**TASK REQUIREMENTS**
**A)** From the article on Fred Entinger, transcribe the stretch from "A few minutes" through "full cardiac arrest.".
**B)** In the article on Fred Entinger, what did Langenfeld get from the squad car?
**C)** Summarize the article on Fred Entinger in two sentences.

**SUPPLIED PASSAGE**
↓↓↓

Herald & Journal Health/Medical Section, July 20, 1998

Fred Entinger: miracles do happen

By MAGGIE SCHUETTE-VOSS

The evening of February 29, 1996 had been an enjoyable one.

Fred (Fritz) and Dorothy Entinger of Winsted had celebrated her birthday with a friend by going out to supper.

"We talked and laughed and had a good time," Dorothy said.

They settled down for the evening and were getting ready for bed when, about 11:15 that night, Fred sat up in bed and said 'I don't feel good.'

Then, suddenly his heart stopped. Fred had died - for awhile.

At age 80, Fred does well for a man that doctors held no hope for; a man who was not supposed to live or, if he did, function again.

When Fred collapsed, Dorothy grabbed the phone and dialed 911.

"They wanted me to stay on the line, so I grabbed the portable so I could unlock the door," she said.

In the short time it took for her to walk down the hall and towards the door, Winsted Police Officer Tim Langenfeld and Matt Quast had arrived.

By chance, Quast was riding along with Langenfeld that night, and both were also Emergency Medical Technicians (EMTs).

"Fred was laying on the bed and he was purple," Quast said.

They moved him to the floor and Langenfeld got the oxygen tank from the squad car and administered the oxygen while Quast did the chest compressions.

A few minutes later, the First Responders were at the scene, followed by the Winsted Ambulance.

Dorothy will be forever grateful to all the emergency service people for their quick response.

"If it wasn't for them, Fred wouldn't be alive. And if he was, he wouldn't be as good as he is now," Dorothy said. "They did a super job. I always thought they should get some kind of award."

According to First Responder Paul Herbolsheimer, Fred was in full cardiac arrest.

↑↑↑

**COLLECTED MATERIAL**
↓↓↓

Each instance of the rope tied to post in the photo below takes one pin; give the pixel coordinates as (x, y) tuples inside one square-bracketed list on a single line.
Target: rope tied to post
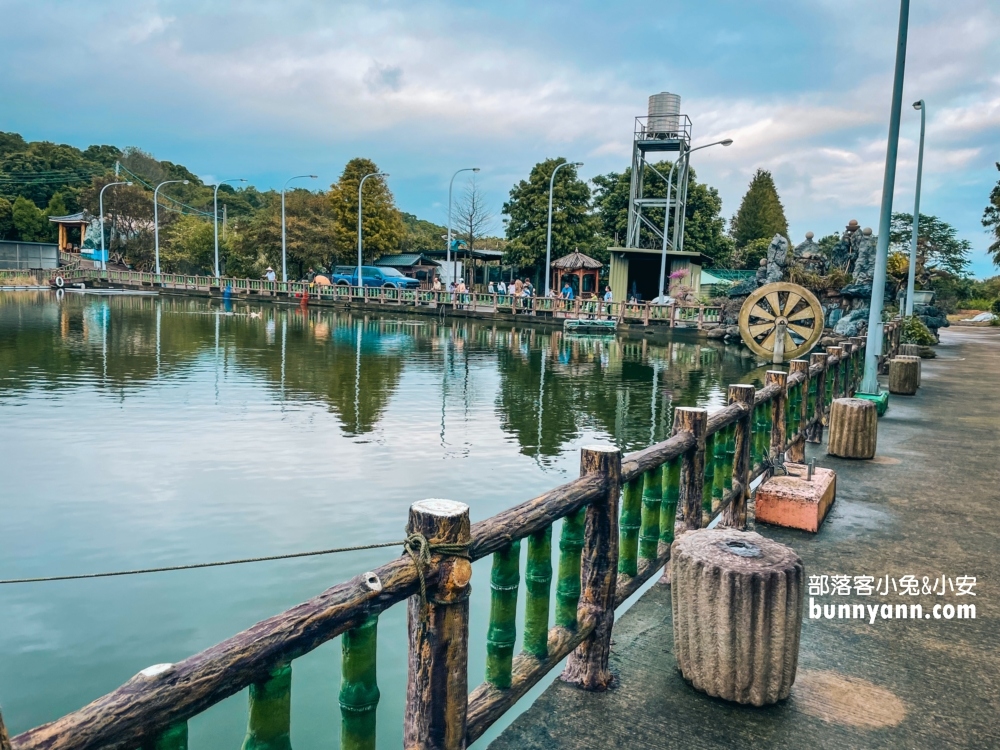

↑↑↑

**REPLIES**
**A)**
A few minutes later, the First Responders were at the scene, followed by the Winsted Ambulance.

Dorothy will be forever grateful to all the emergency service people for their quick response.

"If it wasn't for them, Fred wouldn't be alive. And if he was, he wouldn't be as good as he is now," Dorothy said. "They did a super job. I always thought they should get some kind of award."

According to First Responder Paul Herbolsheimer, Fred was in full cardiac arrest.

**B)** The oxygen tank.

**C)** On the night of February 29, 1996, Fred Entinger of Winsted went into cardiac arrest at home, and his wife Dorothy dialed 911. Officer Tim Langenfeld and Matt Quast, both EMTs, arrived within moments and gave oxygen and chest compressions before the First Responders and the Winsted Ambulance came, and Dorothy credits the emergency workers with saving Fred's life.